§ Problem to solve
Go through the entries below and write each one out exactly.

..........

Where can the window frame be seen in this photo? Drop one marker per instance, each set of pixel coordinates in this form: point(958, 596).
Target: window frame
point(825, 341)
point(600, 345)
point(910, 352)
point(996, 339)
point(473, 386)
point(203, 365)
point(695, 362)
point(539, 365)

..........

§ Solution below
Where can the window frame be seen in this photo? Drop one marker per instance, each set of pixel coordinates in this form: point(958, 596).
Target: window frame
point(825, 341)
point(600, 345)
point(910, 352)
point(996, 339)
point(473, 386)
point(203, 365)
point(695, 362)
point(539, 365)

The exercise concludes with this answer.